Directions>
(a) In the passage on spirituality and pain, what did the Zen novice say he had learned in his first year in the monastery?
(b) Carry on the passage on spirituality and pain from its last sentence.

Exercise text>
● ● ●

At the beginning Christians chose as Saints people who showed great heroism in the face of torture and death, later on believers searched for new saints and they found one in Nicholas (today known as Santa Claus), someone ready to help others anonymously. His “miracle” was that constant kindness in everyday life.

Once a monk met a Zen novice who had just finished his first year in a monastery and asked him what he had learned, half expecting to hear of discoveries of enlightments and altered states of consciousness. The novice replied that during his first year in the contemplative life he had learned to open and close doors. The discipline of not running around slamming doors of not hurrying from one place to another was where this novice had to begin and perhaps end his spiritual percourse.

Agi quod agis “Do what you are doing”, doing the ordinary at our best, intensely and utterly absorbed in it.“Spirituality cannot be learned it can only be followed”(W. James).

We all have to find what feeds our spirit, what intimately most matters to us, what we are here for, what we have to offer. Without a spiritual basis for living, we are dead before this life has ended.

On Fear of Pain and Aliveness

The fear of pain, the fear of not being able to bear it is mostly stored in our brain.

Our head keeps us trapped in pain. If we avoid or run away from pain, we keep the pain inside, the more we control the more we suffer. Pain has always a purpose; it is the pain that drives us and tells us what we need to change. The impossible ideal of perfection is the source and the cause of our deepest anguish and sadness. We are not in ultimate control. All living creatures experience losses and we are powerless over our losses.

Grief is natural in life.

We all feel from time to time out of control, inadequate, uncertain, tense, struggling, in conflict, breaking down, falling to our knees, failing, torn apart, defeated and crying out in deep sorrow. But if we abandon the demands for perfection and go through the rage the hurt and don’t give up heart, we start accepting and healing through the hurt.

● ● ●

Records>
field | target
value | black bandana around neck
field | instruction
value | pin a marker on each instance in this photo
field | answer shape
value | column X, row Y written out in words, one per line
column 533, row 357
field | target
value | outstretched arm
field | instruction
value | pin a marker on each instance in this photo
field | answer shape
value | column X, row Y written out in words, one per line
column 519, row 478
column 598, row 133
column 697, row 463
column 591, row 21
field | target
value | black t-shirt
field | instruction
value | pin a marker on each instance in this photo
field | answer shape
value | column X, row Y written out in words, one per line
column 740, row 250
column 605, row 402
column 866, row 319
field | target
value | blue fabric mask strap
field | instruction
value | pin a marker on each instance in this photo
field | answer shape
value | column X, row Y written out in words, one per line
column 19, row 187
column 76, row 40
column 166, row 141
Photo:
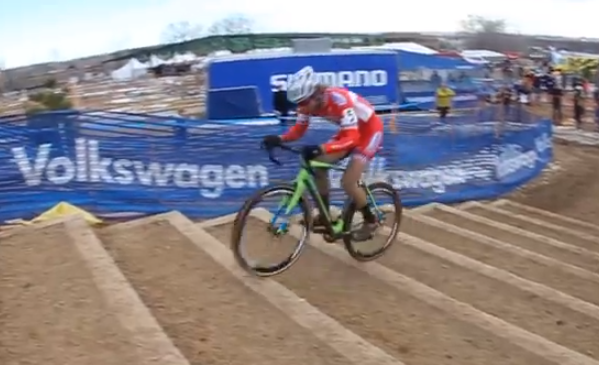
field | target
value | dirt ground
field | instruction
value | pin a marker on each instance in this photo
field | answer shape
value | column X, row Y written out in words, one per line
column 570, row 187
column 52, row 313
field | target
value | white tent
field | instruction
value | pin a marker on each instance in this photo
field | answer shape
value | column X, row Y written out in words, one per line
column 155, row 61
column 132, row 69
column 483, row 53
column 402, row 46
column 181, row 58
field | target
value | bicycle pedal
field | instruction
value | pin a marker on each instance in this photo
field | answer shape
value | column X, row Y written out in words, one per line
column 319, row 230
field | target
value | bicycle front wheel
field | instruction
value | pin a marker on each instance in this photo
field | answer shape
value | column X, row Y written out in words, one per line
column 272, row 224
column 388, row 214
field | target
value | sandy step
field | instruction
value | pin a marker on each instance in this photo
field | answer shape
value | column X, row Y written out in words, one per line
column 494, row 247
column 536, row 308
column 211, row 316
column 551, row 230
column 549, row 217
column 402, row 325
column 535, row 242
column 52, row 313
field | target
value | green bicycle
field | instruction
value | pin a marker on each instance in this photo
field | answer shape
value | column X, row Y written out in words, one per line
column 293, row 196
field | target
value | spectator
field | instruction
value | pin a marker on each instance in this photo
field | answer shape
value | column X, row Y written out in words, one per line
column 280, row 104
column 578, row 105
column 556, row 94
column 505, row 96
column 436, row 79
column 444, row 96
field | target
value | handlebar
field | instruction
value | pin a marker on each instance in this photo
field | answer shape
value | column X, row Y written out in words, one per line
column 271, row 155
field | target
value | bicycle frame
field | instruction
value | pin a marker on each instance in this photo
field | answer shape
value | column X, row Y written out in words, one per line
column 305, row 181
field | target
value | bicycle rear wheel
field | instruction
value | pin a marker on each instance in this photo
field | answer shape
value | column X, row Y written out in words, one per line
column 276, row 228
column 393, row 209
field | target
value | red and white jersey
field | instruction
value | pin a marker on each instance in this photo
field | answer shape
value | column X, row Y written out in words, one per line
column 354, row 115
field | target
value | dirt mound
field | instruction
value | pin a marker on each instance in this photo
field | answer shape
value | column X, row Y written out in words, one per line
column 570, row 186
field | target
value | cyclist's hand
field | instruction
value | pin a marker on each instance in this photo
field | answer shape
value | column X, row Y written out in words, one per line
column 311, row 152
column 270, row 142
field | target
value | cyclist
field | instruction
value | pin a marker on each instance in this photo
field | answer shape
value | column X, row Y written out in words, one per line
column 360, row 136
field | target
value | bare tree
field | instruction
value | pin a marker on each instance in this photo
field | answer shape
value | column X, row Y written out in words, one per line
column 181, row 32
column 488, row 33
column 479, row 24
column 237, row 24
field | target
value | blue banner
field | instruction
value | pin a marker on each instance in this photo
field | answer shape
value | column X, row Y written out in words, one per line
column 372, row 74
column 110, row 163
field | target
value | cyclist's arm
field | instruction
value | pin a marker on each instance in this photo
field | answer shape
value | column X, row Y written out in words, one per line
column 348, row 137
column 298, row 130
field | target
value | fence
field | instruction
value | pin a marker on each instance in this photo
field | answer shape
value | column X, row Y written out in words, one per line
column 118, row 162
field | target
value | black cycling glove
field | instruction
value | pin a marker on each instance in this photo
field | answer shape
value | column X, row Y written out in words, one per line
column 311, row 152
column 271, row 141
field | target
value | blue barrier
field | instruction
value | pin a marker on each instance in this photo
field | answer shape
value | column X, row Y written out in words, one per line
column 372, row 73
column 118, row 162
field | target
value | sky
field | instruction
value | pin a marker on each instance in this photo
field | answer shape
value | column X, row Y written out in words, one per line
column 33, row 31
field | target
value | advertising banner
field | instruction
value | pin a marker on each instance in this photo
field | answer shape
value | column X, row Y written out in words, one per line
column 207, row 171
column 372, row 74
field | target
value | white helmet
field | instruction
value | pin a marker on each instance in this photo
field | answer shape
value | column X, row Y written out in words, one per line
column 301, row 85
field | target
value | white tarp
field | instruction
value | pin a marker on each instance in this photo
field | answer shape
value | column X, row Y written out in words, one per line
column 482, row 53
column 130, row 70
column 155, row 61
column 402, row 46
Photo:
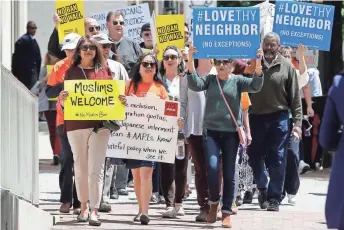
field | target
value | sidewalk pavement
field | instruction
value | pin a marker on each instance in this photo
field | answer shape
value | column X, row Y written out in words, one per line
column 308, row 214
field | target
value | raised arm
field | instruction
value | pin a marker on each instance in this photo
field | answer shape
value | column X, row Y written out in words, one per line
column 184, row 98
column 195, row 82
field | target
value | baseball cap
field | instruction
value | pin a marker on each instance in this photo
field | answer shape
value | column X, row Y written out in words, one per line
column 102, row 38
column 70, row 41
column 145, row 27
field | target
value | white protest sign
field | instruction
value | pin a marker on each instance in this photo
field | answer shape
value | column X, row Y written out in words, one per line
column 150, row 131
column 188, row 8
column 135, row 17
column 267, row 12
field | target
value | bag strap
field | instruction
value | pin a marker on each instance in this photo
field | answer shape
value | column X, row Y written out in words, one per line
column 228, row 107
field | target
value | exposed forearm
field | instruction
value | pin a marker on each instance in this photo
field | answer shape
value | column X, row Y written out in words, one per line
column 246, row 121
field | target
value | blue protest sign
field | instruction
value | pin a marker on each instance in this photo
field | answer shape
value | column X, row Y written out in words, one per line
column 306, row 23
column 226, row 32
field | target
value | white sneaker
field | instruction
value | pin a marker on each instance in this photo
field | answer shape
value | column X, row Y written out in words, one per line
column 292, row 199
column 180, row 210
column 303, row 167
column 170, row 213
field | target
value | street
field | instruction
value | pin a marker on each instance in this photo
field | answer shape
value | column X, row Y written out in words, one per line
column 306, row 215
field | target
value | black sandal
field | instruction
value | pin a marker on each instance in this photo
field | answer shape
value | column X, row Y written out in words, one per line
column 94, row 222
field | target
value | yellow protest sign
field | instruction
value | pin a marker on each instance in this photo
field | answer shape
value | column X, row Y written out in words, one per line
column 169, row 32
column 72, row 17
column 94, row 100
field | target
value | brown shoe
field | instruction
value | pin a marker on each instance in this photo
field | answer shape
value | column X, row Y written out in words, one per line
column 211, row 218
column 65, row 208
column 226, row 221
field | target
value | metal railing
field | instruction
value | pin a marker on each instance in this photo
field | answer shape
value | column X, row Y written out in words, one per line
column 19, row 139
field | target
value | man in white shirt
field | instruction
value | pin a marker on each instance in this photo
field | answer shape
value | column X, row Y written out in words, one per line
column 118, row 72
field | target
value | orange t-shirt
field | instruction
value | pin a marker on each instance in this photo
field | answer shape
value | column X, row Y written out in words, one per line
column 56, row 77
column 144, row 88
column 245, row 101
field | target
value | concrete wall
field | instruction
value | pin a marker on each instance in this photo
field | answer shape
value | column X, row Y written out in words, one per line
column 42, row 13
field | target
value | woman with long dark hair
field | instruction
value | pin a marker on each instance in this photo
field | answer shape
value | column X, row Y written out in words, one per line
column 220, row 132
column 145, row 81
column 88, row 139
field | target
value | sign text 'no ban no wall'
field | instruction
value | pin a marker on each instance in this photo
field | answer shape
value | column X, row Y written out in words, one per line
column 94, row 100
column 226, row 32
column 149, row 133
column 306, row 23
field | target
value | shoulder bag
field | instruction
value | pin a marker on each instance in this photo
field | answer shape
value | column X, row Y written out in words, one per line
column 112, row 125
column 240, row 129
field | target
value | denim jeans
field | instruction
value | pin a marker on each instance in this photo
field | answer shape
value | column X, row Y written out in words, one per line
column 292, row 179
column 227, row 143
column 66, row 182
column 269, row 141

● ● ●

Task-by-task results>
(a) He had learned to open and close doors.

(b)
The heart breaks open when honesty humility acceptance and compassion comes in.

“No one is as whole as he who has a broken heart” (Rabbi Moshe Leib).

Only those who know darkness can truly appreciate light.

To experience sadness, anger, utter despair, howls of pain doesn’t demonstrate deficit of spirituality but rather the ultimate spirituality.

Spirituality is not certain, clear, clean, distinct, good or bad.  “The sanctity of a temple is that it is a place which men go to weep in common” (M. de Unamuno).

The sacred is revealed to us in the experience of pain and admission of failure.

“Our defects acknowledged, instead of repelling God, draw him to us. The person realizes that those things by which he feels unlovable are exactly what he has to offer God to attract him.”(R. Simon)

When Rabbi Riziner was imprisoned, he wept.  He was asked: “why do not accept this affliction as intended in love?” He answered; “when God sends bitterness, we ought to feel it.”

When we stop fighting the vulnerability and give into the truth of being how we are right now, we feel clean light and very alive. We can use our troubles, our losses and our grief, to heal and dis-cover the unique human experience the particular kind of person we are and meant to be-come. Failures can become successes suffering joy and imperfections the source of our longing and inspiration for the never ending growth.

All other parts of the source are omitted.